## LISTED RECORDS
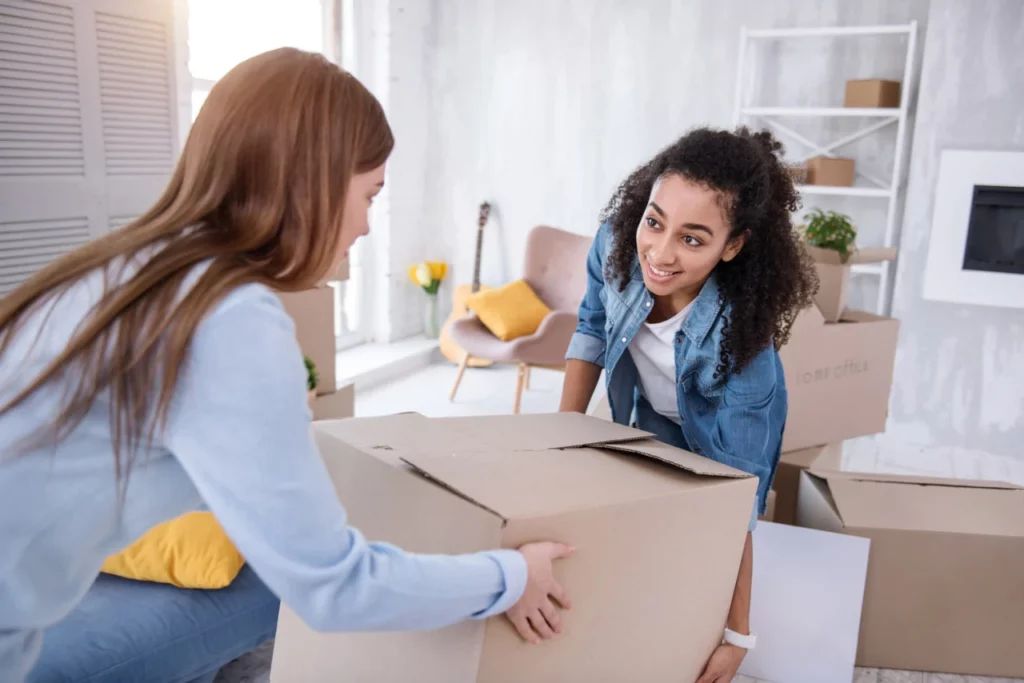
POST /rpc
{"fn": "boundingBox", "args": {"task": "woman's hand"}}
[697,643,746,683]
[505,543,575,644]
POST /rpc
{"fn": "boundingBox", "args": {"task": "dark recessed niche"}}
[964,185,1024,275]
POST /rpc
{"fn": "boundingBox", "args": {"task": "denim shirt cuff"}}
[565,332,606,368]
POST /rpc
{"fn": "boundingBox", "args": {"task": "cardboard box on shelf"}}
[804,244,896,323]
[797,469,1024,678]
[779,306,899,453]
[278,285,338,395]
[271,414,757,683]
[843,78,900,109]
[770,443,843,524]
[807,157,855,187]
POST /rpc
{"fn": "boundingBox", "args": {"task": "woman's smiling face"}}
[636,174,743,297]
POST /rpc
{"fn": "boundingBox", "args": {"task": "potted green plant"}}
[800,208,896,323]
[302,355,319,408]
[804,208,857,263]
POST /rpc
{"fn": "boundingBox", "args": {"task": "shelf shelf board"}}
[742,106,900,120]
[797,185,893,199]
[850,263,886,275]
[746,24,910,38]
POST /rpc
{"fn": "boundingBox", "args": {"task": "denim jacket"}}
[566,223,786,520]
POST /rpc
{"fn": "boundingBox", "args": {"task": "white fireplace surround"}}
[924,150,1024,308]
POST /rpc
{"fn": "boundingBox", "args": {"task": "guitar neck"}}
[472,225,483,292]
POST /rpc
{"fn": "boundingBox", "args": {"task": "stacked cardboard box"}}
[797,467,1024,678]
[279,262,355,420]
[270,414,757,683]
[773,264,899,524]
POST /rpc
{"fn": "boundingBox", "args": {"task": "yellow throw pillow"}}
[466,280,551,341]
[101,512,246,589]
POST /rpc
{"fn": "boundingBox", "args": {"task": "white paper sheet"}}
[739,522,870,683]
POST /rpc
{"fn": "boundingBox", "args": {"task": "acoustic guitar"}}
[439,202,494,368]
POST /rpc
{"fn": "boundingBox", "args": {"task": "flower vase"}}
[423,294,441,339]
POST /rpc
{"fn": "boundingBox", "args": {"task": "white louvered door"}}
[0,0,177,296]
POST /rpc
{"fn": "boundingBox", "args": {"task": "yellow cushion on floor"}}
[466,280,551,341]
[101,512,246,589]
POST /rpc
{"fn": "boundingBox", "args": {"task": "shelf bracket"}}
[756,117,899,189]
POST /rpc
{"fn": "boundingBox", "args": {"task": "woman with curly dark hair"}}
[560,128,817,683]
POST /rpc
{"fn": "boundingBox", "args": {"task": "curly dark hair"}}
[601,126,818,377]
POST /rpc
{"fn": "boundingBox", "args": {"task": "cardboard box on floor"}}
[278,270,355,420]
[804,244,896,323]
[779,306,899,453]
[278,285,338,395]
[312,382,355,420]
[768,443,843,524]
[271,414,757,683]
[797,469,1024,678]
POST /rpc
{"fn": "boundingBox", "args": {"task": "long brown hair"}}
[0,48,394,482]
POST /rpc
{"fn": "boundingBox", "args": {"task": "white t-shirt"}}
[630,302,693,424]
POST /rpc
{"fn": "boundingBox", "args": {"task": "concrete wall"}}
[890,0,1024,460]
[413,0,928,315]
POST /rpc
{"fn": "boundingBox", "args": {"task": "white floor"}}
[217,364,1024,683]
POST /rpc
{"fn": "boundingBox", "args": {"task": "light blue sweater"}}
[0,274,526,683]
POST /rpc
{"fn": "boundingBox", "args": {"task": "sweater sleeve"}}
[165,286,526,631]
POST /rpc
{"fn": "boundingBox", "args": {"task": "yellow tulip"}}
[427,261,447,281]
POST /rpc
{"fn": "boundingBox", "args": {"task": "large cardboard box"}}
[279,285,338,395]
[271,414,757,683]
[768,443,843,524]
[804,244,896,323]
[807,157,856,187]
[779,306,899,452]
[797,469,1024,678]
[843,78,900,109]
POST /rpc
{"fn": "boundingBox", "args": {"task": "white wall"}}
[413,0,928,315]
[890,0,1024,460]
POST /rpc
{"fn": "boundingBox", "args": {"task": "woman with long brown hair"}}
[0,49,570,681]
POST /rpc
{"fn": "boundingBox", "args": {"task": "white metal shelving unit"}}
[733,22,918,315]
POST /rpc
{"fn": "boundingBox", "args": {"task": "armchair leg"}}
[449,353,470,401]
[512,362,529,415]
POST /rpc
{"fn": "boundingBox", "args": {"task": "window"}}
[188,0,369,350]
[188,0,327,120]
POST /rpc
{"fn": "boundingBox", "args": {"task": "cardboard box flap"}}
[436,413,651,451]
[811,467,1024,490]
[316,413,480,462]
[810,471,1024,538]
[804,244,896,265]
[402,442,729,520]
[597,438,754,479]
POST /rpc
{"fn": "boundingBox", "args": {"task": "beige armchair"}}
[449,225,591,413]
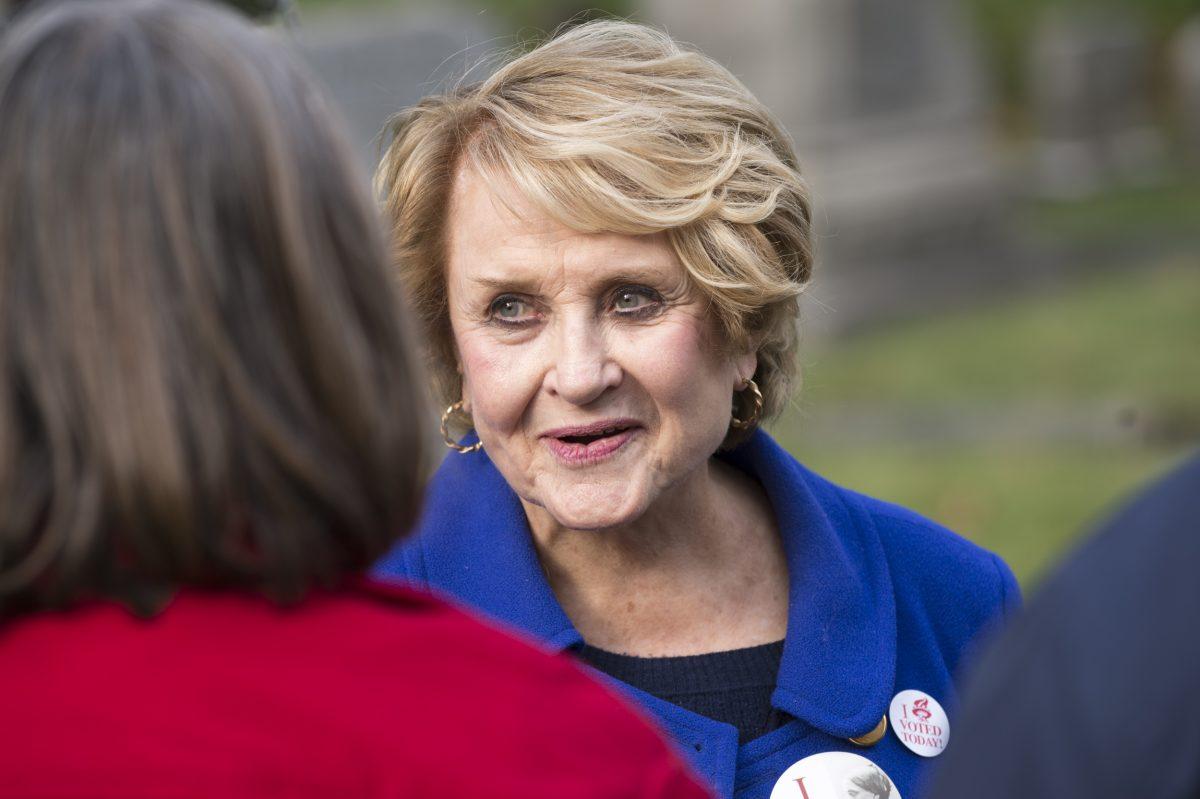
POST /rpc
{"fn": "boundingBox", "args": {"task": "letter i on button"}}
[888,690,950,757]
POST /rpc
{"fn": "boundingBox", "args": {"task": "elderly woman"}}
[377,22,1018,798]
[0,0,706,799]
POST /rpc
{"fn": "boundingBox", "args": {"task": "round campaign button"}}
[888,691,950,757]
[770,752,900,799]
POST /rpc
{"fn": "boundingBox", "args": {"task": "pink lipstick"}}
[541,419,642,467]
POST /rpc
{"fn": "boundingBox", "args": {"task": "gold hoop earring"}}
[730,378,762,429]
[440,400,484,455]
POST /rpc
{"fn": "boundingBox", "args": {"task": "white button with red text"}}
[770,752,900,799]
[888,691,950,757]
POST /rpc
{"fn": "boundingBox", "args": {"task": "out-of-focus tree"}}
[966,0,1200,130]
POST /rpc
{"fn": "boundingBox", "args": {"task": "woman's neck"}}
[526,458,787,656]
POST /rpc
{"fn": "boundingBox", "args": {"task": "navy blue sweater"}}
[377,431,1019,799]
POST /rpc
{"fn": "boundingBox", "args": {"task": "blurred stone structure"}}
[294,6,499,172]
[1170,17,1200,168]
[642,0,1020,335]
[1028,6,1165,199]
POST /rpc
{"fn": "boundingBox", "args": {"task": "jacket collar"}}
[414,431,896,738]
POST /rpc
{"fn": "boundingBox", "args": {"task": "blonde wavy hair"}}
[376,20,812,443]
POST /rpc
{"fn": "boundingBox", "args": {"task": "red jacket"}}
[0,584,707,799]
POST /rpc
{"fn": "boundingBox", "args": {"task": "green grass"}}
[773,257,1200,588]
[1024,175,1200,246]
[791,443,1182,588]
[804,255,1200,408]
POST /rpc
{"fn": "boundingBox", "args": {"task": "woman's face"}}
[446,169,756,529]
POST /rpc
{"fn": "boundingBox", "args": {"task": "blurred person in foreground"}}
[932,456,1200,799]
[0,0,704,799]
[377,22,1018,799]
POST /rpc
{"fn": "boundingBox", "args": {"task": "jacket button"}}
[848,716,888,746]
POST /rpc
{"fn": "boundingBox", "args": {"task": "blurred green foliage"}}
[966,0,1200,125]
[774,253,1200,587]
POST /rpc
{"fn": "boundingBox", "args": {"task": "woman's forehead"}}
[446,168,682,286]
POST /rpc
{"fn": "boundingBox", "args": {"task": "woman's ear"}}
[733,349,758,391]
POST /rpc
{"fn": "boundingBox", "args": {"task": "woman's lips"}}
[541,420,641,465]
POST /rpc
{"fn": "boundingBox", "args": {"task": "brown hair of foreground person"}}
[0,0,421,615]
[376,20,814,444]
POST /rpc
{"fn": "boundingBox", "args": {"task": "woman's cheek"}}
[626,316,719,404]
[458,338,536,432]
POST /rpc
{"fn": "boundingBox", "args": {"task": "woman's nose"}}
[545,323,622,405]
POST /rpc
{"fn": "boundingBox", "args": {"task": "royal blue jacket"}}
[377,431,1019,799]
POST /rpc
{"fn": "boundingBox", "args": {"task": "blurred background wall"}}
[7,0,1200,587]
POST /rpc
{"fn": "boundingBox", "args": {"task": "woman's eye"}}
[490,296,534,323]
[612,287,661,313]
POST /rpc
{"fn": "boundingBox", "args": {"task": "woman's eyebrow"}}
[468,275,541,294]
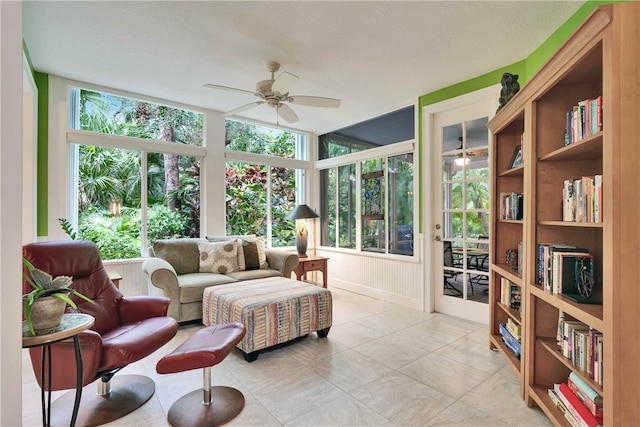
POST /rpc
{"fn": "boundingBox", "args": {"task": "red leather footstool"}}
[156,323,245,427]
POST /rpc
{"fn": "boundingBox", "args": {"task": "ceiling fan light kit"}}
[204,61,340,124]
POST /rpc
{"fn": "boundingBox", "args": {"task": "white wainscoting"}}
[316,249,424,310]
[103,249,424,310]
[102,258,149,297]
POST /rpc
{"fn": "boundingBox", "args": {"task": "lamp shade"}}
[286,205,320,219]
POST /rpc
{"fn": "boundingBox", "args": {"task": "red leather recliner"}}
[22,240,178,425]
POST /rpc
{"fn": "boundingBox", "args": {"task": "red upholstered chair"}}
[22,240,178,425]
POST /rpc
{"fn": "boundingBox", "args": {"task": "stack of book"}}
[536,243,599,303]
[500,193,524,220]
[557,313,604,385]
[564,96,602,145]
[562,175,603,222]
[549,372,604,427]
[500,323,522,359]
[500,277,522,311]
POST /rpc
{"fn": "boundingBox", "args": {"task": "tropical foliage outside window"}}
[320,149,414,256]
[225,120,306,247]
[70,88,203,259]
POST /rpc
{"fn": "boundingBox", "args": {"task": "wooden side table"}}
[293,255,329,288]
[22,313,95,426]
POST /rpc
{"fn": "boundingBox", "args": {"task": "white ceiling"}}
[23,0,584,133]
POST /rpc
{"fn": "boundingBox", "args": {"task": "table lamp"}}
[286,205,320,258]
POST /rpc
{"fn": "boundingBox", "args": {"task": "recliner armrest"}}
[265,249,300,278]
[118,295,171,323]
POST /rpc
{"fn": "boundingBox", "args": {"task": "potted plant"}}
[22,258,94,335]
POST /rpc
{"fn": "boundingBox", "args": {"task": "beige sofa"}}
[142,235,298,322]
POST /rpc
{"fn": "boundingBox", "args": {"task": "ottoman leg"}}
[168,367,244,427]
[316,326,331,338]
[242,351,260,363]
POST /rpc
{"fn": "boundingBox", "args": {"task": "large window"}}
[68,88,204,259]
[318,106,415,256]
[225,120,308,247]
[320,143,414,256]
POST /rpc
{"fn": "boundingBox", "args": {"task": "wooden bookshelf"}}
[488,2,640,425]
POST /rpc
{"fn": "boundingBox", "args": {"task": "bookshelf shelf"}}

## STATED EXERCISE
Output the lines verbatim, starting at the first line and ending at the line containing "[423,294,441,339]", both included. Omit the pictures from the output.

## RESPONSE
POST /rpc
{"fn": "boundingBox", "args": {"task": "woman's hand"}}
[697,643,746,683]
[505,543,575,644]
POST /rpc
{"fn": "boundingBox", "args": {"task": "dark recessed niche"}}
[964,185,1024,275]
POST /rpc
{"fn": "boundingBox", "args": {"task": "denim shirt cuff"}}
[565,332,606,368]
POST /rpc
{"fn": "boundingBox", "args": {"task": "cardboard box on shelf"}}
[804,244,896,323]
[797,469,1024,678]
[779,306,899,453]
[278,285,338,395]
[271,414,757,683]
[843,78,900,109]
[770,443,843,524]
[807,157,855,187]
POST /rpc
{"fn": "boundingBox", "args": {"task": "woman's smiling face"}}
[636,174,743,297]
POST /rpc
{"fn": "boundingBox", "args": {"task": "potted green plant"}}
[800,208,896,323]
[302,355,319,408]
[804,208,857,263]
POST /rpc
{"fn": "boundingBox", "args": {"task": "shelf shelf board"}}
[742,106,900,120]
[797,185,893,199]
[850,263,886,275]
[746,24,910,38]
POST /rpc
{"fn": "boundingBox", "args": {"task": "denim jacket"}}
[566,223,786,520]
POST /rpc
{"fn": "boundingBox", "args": {"task": "white fireplace surround"}}
[924,150,1024,308]
POST /rpc
{"fn": "boundingBox", "args": {"task": "guitar neck"}}
[472,225,483,292]
POST /rpc
{"fn": "boundingBox", "args": {"task": "stacked cardboard box"}}
[797,467,1024,678]
[279,262,355,420]
[270,414,757,683]
[773,264,899,524]
POST /rpc
{"fn": "boundingBox", "args": {"task": "yellow throw pillow"}}
[466,280,551,341]
[101,512,246,589]
POST /rpc
{"fn": "boundingBox", "args": {"task": "white paper sheet"}}
[739,522,870,683]
POST /rpc
{"fn": "boundingBox", "args": {"task": "acoustic guitar"}}
[439,202,494,368]
POST /rpc
{"fn": "boundingBox", "args": {"task": "flower vase"}}
[423,294,441,339]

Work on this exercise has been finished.